Source data
-- Begin --

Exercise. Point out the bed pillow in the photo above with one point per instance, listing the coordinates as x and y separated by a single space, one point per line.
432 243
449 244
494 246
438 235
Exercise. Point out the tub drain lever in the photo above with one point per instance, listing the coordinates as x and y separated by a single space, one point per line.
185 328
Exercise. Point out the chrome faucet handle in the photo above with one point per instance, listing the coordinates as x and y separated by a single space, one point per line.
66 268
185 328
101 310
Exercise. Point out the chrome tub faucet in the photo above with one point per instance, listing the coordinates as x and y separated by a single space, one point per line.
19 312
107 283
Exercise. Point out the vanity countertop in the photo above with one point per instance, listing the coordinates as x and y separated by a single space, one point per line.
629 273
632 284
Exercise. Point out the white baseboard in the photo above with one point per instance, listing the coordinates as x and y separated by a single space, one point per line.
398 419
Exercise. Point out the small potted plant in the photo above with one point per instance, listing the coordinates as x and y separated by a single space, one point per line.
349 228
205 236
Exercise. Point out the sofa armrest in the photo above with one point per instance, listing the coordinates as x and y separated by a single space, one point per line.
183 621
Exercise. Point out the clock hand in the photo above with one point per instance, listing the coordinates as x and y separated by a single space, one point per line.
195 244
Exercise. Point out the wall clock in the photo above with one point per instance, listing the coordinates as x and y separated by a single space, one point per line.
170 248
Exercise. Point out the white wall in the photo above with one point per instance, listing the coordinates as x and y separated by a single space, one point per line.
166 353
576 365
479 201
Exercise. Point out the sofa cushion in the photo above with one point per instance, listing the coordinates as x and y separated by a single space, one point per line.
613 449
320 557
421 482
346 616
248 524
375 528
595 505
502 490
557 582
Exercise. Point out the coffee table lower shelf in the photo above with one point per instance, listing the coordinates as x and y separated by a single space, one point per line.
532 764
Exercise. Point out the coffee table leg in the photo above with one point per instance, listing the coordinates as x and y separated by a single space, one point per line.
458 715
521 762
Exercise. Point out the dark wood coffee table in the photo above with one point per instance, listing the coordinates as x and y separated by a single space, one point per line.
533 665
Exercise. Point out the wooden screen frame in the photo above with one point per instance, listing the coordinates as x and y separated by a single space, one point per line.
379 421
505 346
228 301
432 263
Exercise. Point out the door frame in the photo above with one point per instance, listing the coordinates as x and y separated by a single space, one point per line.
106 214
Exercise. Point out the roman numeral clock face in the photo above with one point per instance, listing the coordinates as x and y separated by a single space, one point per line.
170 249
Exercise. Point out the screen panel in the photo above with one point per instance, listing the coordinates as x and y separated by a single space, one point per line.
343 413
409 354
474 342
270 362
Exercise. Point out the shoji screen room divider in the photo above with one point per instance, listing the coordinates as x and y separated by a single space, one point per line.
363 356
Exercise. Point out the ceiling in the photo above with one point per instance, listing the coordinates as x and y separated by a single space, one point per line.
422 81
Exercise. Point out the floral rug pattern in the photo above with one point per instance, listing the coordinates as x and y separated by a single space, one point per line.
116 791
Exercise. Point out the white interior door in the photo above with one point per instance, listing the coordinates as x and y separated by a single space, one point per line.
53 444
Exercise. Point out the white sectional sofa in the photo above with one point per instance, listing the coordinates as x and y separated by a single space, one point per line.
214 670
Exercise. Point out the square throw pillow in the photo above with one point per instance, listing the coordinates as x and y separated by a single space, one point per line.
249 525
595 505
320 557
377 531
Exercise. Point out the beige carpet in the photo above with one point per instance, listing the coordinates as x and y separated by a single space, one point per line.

-- End --

What the exercise asks: Nothing in the data may differ; print all of it exactly as written.

Exercise result:
Exercise. Point out the bed pillow in the photo above with one point per instance, listing the coordinates as x and y separated by a single space, one point per line.
432 243
449 244
494 246
438 235
Exercise. Point out the tub drain lever in the photo above with one point per instance, listing the coordinates as x and y separated by a single space, one point per line.
185 328
Exercise. Point out the chrome faucet handle in the photo above with one point per instance, listing the coordinates as x and y separated by a single space, one point per line.
66 268
185 328
101 310
Exercise. Point out the chrome tub faucet in the photo above with one point per instance, listing the coordinates as x and y separated by a single space, one point per line.
19 312
107 283
Exercise. Point out the vanity countertop in the photo above with one point per instance, listing the coordinates as x and y separated by a single space, one point per line.
629 273
632 284
Exercise. Point out the white baseboard in the photo above with one point per instance, listing the coordinates as x and y separated by a single space, one point per line.
398 419
Exercise. Point out the small potted plant in the photo above with one point per instance, listing the coordinates as x and y separated by a single space, one point per line.
349 228
205 236
Exercise. Point out the sofa armrest in the photo above with one point per instance, listing the coordinates as x and y separated by a single space, one point per line.
183 621
Exercise. Point out the clock hand in the photo above with one point per instance, listing the coordinates as x and y separated by a single space, one point per line.
195 244
Exercise. Point out the wall clock in the photo above with one point per instance, listing the coordinates as x and y separated by a single space, one point per line.
170 248
Exercise. Point out the white wall in the photo above with one point per instance, listing the coordinates as x and y separated by a single space, one point per line.
166 353
576 365
479 201
Exercise. Point out the sofa cushion in the photo above with one point per instance, listing the coordinates as x and y separated by a single space, one point per line.
613 449
320 557
421 482
346 616
248 524
375 528
595 505
502 490
557 582
Exercise. Point out the coffee table lower shelf in the photo above with one point per instance, listing the coordinates as x and y separated by a single space, one point per line.
532 764
Exercise. Point out the coffee table leg in the photo above with one point per instance, listing the coordinates as x and y separated by a single space, one point per line.
458 715
521 762
Exercise. Point out the dark wood coffee table in the photo above with one point per instance, listing the coordinates as x and y separated by a single space, one point per line.
533 665
Exercise. Point out the wooden screen frame in the photo above with one point per instance, listing the coordinates as x and y separated by a single space, one point per line.
379 421
505 346
228 301
432 263
Exercise. Point out the door frame in the photo above with one point per instance, listing the coordinates as x and y separated by a single space, one point per line.
106 214
Exercise. Point out the roman numeral clock face in the photo above with one point per instance, listing the coordinates as x and y separated by a single space, one point per line.
170 249
Exercise. Point out the screen panel in the photo above with one point per instance, listing the coordinates as x and y separated by a single space, one point per line.
343 413
409 354
474 342
270 362
Exercise. Point out the shoji screen room divider in the photo above with one point per instance, listing the coordinates as x and y separated by a single space, one point per line.
363 356
Exercise. Point out the ceiling in the photo above with one point per instance, listing the coordinates as x and y separated by a single space, one point per line.
422 81
Exercise. Point out the floral rug pattern in the photo above with one point per instance, listing the coordinates as x and y separated by a single space, one point per line.
116 791
Exercise. Point out the white interior door in the photo above with one point per instance, listing the coordinates as x and y separated by a single space, one point per line.
53 444
Exercise. Point out the white sectional sofa in the photo above with one point per instance, listing the coordinates as x and y separated by a single space, one point per line.
214 670
Exercise. Point out the square throw pillow in the photo above with one point per instance, listing the coordinates as x and y separated by a single space, one point per line.
249 525
595 505
320 557
377 531
Exercise. Point out the beige carpet in the photo above with one point per instance, listing the coordinates as x and y separated by a single space, one point per line.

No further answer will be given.